── TASK INPUT ──

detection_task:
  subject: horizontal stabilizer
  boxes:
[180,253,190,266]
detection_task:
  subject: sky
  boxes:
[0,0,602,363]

───

*GIVEN INSTRUCTION:* Can you update the entries above, replacing "subject" with "target" everywhere and leaving everything else unchanged?

*PROBLEM SOLUTION:*
detection_task:
  target: horizontal stabilizer
  boxes:
[180,253,190,266]
detection_task:
  target: sky
  boxes:
[0,0,602,363]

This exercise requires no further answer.